→ **SUPPLIED TEXT**
* * * * * * *

Machine learning detection of novel disease correlates
Principal Investigator:
Dr Jeremy Rossman
Approved Research ID:
676
Approval date:
April 1st 2016
Lay summary
Modern techniques in computer science are now enabling large datasets to be analysed in ways never before possible. These analyses have successfully enabled the elucidation of novel correlations hidden within the data, correlations that can be used to predict a wide variety of factors. We will use cutting-edge machine learning algorithms to analyse the existing collection of BioBank data to identify novel correlates of disease and create new screening algorithms. Experiments will search for correlates of many diseases, beginning with breast cancer, the third leading cause of death in the current BioBank population. The successful completion of this study will enable the early detection and screening of at-risk patients for a variety of diseases, including those without existing early screening methodologies. Initial experiments will specifically search for correlates of breast cancer. By training the computational algorithms on patients diagnosed with breast cancer (prevalent and incident) it will be possible to identify health factors correlated with the diagnosis of breast cancer. These factors will then be used to search the initial recruitment dataset to identify participants that were breast cancer negative at recruitment but predicted to develop breast cancer. These individual records will be examined to see if any developed incident breast cancer after recruitment, enabling the validation of our approach before screening for correlates of many additional diseases. Full cohort.

* * * * * * *

→ **AIM OF THE EXERCISE**
Answer these questions about the research summary above.
(a) Who is the principal investigator?
(b) What is the approval date?
(c) Which disease is named as the third leading cause of death in the current BioBank population?

Referring expression data:
* * * * * * *

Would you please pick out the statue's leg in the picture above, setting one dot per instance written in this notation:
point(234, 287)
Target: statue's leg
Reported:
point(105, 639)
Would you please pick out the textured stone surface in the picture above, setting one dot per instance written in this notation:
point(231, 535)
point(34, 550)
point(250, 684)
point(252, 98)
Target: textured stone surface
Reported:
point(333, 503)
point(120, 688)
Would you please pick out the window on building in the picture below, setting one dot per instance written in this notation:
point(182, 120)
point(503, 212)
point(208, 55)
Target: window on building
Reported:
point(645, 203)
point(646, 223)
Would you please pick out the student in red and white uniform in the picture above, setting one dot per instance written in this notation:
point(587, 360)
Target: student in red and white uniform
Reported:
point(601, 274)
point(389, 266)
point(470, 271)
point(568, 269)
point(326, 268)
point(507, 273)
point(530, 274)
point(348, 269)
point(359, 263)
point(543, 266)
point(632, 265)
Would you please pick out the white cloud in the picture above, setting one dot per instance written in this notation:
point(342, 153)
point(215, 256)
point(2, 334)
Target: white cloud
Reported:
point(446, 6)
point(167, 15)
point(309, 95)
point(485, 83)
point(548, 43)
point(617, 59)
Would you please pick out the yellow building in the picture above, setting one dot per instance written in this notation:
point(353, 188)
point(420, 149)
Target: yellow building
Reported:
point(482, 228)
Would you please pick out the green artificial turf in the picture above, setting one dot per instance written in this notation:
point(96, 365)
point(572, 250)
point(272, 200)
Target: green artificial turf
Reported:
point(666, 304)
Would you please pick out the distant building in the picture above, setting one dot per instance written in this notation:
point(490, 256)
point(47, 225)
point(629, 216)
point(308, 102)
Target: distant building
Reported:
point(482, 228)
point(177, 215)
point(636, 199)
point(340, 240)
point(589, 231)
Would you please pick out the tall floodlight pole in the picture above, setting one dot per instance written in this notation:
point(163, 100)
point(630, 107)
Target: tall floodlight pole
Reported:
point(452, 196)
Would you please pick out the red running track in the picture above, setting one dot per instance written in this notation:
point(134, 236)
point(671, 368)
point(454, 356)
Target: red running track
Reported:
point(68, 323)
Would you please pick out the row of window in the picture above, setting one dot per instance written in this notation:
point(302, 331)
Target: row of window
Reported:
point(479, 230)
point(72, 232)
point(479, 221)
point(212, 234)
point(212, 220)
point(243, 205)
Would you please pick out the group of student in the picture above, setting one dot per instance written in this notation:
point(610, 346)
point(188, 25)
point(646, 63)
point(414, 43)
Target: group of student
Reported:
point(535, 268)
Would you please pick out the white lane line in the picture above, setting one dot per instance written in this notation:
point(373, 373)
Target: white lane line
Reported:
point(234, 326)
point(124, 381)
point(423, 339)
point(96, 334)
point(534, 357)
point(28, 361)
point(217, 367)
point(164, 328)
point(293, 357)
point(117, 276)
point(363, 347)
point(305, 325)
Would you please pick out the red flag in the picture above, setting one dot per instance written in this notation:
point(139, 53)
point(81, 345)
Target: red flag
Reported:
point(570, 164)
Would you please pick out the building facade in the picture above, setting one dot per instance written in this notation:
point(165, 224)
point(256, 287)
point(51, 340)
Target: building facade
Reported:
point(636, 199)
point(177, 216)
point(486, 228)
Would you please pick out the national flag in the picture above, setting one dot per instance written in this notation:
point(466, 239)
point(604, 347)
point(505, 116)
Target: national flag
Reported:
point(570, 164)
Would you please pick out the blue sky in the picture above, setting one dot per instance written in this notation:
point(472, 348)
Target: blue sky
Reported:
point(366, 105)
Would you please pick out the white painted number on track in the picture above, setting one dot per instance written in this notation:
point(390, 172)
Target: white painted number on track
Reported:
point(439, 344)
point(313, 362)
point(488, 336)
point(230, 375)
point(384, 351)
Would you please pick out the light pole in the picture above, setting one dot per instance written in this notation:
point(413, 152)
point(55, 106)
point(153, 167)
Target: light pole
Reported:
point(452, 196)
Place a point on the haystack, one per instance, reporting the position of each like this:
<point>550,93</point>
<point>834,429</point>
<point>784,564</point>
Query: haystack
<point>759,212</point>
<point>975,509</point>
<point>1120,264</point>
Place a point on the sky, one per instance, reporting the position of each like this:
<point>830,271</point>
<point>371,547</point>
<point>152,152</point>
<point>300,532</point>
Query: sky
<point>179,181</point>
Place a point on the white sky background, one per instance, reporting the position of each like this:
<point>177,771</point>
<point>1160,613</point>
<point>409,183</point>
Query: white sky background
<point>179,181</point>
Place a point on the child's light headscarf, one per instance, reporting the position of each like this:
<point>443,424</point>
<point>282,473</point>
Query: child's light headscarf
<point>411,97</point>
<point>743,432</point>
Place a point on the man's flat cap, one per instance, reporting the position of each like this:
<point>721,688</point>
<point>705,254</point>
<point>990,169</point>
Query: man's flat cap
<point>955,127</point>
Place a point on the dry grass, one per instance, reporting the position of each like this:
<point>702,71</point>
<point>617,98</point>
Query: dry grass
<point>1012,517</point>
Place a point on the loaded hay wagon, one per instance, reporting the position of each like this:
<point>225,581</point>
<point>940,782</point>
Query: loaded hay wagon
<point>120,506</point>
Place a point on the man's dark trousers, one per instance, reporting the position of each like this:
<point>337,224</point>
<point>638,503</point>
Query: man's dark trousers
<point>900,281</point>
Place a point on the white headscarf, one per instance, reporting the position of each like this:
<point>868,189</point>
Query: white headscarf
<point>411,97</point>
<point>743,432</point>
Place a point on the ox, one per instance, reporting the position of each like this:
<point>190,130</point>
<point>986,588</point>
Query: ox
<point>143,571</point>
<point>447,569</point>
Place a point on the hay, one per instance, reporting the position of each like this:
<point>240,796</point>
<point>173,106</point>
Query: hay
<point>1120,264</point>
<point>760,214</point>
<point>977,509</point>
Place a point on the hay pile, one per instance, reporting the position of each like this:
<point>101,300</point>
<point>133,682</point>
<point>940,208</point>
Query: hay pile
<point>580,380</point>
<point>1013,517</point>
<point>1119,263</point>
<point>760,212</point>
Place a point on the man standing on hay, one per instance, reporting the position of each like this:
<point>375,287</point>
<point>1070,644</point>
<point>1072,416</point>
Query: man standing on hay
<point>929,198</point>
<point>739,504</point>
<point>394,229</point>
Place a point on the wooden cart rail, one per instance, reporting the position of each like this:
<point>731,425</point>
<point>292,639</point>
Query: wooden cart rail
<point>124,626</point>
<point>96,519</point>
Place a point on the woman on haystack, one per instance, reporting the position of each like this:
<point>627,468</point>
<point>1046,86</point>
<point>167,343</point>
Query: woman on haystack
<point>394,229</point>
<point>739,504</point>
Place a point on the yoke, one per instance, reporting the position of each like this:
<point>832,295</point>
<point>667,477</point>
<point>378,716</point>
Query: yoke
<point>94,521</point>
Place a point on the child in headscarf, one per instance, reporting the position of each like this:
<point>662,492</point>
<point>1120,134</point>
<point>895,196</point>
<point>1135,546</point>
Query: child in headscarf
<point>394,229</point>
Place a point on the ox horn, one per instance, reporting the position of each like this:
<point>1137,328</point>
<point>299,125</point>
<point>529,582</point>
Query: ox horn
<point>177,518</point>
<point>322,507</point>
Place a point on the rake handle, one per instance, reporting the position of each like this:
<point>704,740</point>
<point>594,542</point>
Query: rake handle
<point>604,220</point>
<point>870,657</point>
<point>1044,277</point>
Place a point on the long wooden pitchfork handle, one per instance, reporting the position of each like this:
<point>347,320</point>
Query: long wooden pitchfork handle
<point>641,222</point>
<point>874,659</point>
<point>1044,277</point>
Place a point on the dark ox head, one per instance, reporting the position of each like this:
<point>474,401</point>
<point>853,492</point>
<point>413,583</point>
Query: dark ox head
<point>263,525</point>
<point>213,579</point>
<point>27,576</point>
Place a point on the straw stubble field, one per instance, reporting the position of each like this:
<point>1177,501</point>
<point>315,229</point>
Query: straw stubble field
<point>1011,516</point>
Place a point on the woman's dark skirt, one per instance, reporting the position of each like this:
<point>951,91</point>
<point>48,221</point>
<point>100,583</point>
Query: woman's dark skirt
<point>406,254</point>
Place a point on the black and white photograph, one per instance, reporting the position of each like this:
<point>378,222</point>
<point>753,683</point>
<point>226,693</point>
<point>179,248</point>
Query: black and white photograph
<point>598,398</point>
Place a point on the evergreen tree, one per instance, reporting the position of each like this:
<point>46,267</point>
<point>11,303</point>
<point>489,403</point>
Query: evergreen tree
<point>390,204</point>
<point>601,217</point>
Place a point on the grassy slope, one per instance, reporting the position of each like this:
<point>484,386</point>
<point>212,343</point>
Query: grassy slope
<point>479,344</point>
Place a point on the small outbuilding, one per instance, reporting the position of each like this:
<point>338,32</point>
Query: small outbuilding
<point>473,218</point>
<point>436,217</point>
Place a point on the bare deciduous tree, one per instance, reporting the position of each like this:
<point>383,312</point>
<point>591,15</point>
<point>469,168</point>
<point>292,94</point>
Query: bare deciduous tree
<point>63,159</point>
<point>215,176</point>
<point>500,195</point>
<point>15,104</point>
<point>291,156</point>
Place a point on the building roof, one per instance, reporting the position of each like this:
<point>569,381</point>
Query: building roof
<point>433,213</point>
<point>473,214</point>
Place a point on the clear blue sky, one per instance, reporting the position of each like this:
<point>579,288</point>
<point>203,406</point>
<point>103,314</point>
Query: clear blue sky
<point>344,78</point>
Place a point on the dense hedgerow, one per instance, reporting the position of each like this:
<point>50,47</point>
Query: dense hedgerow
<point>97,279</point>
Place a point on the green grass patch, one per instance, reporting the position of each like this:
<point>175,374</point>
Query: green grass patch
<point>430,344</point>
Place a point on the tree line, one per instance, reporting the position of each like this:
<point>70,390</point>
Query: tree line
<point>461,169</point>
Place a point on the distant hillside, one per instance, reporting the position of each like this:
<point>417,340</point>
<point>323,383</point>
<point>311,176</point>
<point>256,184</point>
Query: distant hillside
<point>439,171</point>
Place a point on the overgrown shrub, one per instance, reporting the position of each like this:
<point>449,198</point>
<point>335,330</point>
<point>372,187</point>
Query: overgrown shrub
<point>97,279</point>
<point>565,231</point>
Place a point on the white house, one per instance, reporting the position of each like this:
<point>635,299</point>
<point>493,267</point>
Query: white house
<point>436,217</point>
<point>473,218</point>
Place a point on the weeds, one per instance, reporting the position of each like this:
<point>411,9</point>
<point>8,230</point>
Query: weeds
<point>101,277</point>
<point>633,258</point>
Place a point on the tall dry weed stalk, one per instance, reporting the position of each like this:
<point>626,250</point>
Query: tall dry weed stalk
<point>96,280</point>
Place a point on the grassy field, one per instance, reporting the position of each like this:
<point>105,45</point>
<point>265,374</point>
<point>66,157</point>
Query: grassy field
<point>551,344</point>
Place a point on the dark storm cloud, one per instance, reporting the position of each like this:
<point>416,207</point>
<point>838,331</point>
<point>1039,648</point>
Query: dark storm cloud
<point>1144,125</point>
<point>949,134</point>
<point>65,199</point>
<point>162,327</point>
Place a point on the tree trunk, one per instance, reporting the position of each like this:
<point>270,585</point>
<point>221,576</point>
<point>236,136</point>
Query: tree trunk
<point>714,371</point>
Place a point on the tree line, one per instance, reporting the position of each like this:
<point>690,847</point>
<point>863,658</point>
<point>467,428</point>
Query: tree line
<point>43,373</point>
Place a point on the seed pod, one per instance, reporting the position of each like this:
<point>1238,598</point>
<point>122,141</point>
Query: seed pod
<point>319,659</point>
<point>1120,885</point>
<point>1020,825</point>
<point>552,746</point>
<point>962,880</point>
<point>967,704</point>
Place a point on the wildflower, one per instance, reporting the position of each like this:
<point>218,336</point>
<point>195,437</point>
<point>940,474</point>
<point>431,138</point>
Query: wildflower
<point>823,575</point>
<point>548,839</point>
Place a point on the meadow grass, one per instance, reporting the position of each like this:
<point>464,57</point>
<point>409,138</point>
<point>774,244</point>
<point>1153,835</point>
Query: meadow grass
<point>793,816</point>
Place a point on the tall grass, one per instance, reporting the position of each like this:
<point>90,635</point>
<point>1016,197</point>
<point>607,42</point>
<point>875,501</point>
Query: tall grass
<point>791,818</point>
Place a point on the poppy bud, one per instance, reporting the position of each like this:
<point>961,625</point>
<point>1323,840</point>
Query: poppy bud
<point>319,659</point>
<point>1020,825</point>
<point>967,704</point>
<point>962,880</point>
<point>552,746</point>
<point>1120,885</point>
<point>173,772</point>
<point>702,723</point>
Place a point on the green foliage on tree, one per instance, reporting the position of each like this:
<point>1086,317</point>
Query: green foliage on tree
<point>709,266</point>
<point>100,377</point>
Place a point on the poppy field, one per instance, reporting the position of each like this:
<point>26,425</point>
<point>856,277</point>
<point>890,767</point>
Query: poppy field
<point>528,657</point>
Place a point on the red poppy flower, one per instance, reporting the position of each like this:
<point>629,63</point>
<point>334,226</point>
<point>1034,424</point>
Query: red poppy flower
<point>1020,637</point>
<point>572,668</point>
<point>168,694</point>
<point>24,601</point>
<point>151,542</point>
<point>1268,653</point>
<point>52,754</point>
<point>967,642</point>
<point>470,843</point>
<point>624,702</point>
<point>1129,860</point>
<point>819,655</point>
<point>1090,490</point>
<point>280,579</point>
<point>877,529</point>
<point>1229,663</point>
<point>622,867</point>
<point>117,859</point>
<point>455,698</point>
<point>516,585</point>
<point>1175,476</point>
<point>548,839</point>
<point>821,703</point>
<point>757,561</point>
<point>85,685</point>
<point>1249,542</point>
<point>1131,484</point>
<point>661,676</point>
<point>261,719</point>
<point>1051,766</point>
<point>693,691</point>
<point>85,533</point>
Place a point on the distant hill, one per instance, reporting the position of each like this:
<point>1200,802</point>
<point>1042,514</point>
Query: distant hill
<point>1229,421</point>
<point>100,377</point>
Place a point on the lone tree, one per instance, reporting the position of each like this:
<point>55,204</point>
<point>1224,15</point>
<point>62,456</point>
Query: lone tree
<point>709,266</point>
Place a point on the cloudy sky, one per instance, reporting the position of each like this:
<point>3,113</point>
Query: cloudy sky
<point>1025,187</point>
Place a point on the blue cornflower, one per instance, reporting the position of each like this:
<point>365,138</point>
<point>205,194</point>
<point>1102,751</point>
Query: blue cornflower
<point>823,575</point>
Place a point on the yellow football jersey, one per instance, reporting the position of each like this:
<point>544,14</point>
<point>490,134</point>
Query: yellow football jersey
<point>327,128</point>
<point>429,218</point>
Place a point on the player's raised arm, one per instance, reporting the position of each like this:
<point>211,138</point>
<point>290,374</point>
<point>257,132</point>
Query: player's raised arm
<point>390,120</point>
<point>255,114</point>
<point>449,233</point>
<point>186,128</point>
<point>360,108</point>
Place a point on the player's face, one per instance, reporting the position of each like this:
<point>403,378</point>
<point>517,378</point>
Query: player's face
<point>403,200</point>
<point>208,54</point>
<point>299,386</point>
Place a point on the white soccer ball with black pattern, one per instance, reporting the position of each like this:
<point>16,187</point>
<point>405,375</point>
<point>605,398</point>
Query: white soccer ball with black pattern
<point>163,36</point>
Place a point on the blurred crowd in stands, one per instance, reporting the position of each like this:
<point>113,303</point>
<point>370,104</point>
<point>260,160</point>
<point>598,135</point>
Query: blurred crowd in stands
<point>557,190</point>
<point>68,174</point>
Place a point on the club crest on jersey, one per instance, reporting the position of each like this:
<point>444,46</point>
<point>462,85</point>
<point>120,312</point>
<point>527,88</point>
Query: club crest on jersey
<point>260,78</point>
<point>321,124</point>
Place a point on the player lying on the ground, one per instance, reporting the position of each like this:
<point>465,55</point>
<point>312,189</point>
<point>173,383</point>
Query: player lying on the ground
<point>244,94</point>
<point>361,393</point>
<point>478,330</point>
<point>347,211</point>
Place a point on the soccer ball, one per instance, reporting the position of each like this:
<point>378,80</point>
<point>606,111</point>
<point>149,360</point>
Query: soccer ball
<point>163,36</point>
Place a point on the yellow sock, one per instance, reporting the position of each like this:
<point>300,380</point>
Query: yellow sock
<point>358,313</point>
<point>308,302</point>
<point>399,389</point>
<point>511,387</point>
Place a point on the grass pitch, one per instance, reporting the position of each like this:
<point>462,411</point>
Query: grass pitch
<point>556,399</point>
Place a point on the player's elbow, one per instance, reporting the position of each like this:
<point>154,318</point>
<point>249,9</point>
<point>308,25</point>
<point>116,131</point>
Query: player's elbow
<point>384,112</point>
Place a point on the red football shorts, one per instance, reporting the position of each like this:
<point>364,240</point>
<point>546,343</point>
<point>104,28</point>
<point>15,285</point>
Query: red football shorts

* * * * * * *

→ **RESPONSE FOR THIS EXERCISE**
(a) Dr Jeremy Rossman
(b) April 1st 2016
(c) Breast cancer